→ Directions for this task
Copy verbatim the span of lines beginning at the line that contains "[point] at the leaping" and ending with the final line of the data. Exclude pictures from the copy.

>> begin Provided data

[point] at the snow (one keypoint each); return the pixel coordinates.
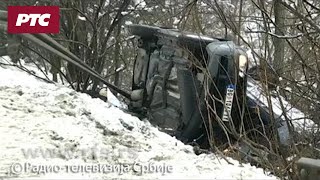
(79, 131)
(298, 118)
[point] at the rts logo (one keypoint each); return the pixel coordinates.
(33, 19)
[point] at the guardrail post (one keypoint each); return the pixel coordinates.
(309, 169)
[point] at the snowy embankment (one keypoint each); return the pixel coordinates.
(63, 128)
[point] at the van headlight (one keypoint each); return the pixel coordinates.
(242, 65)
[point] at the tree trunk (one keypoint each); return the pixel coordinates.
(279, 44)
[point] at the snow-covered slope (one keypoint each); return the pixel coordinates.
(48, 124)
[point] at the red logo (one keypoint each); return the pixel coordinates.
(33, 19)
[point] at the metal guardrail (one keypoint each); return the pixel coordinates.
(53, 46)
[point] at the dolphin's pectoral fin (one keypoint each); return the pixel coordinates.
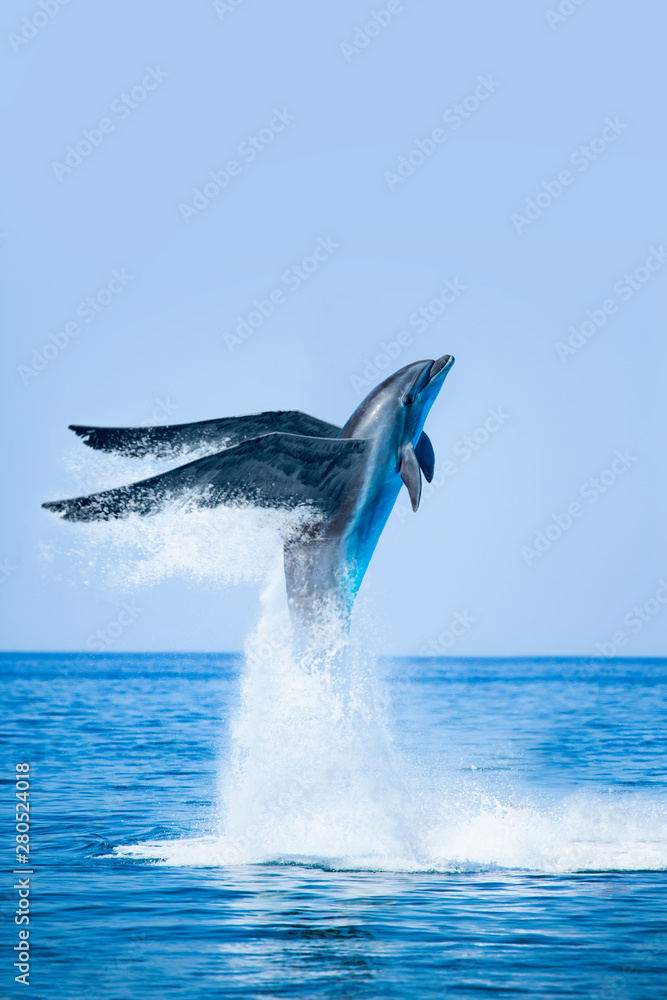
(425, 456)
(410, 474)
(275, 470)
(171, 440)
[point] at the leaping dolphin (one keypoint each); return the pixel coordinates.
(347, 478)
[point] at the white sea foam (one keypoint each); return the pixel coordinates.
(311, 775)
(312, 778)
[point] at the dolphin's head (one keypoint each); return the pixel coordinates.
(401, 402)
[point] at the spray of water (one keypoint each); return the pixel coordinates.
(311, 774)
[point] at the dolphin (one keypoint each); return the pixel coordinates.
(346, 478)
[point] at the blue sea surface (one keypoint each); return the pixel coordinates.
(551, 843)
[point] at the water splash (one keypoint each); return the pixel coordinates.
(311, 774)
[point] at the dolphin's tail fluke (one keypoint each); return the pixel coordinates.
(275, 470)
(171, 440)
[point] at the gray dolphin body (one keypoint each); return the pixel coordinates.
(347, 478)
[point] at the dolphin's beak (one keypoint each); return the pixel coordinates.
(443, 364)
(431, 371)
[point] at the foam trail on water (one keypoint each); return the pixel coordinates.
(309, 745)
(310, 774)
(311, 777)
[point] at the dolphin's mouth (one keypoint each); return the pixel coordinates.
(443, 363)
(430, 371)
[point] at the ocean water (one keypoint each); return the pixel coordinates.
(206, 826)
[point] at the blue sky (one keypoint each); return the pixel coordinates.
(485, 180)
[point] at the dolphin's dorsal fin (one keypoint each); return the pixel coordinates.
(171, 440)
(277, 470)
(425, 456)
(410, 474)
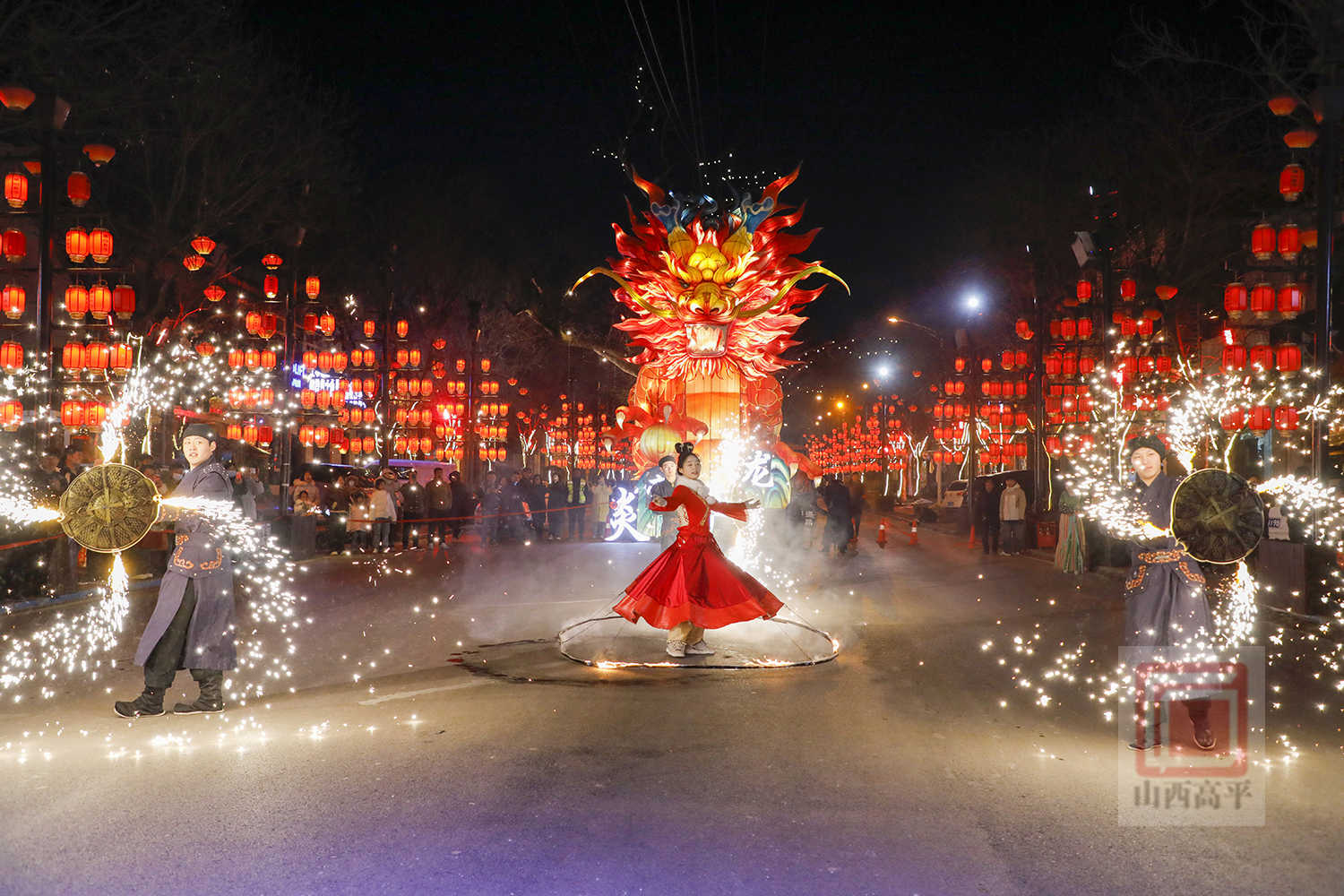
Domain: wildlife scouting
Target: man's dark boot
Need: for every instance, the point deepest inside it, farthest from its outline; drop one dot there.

>> end Provided data

→ Solved exercise
[point] at the leaping dolphin (one keypoint each); return the pixel coordinates.
(347, 478)
[point] at the white sea foam (one keypoint each); return the pixel coordinates.
(311, 775)
(312, 778)
[point] at the dolphin's head (one keypoint each); return the pixel coordinates.
(401, 402)
[point] at the spray of water (one keypoint each); return the pixel coordinates.
(311, 774)
[point] at the dolphin (one keypoint each); return the pixel coordinates.
(346, 478)
[point] at the blue sea surface (one keypoint each); return the pixel coordinates.
(551, 843)
[point] at the water splash (one keypoint each); return the pixel coordinates.
(311, 774)
[point] at the dolphin's tail fluke (one keypoint each); return the pixel coordinates.
(275, 470)
(171, 440)
[point] at the gray dolphin body (one keypoint each); return the pixel coordinates.
(347, 478)
[point] at the dolphin's beak (one keypoint each); return the pixel coordinates.
(443, 364)
(431, 371)
[point] at the foam trail on water (one keypoint each); return the pixel coordinates.
(309, 745)
(310, 774)
(311, 777)
[point] at the dolphin's mouth (one keypoint each); return the pixel coordinates.
(443, 363)
(430, 371)
[point] at the ocean water (one keypoint each); return the pixel coordinates.
(206, 826)
[point] at the blue sky (one keypoint each); return the pixel coordinates.
(485, 180)
[point] at the dolphin's dorsal fin (one keypoint each); return the pixel coordinates.
(171, 440)
(277, 470)
(425, 456)
(410, 474)
Domain: wildlife scouting
Target: man's dark boot
Need: for every instance, the point deepest inside it, farthest from its outline; drop one dot there.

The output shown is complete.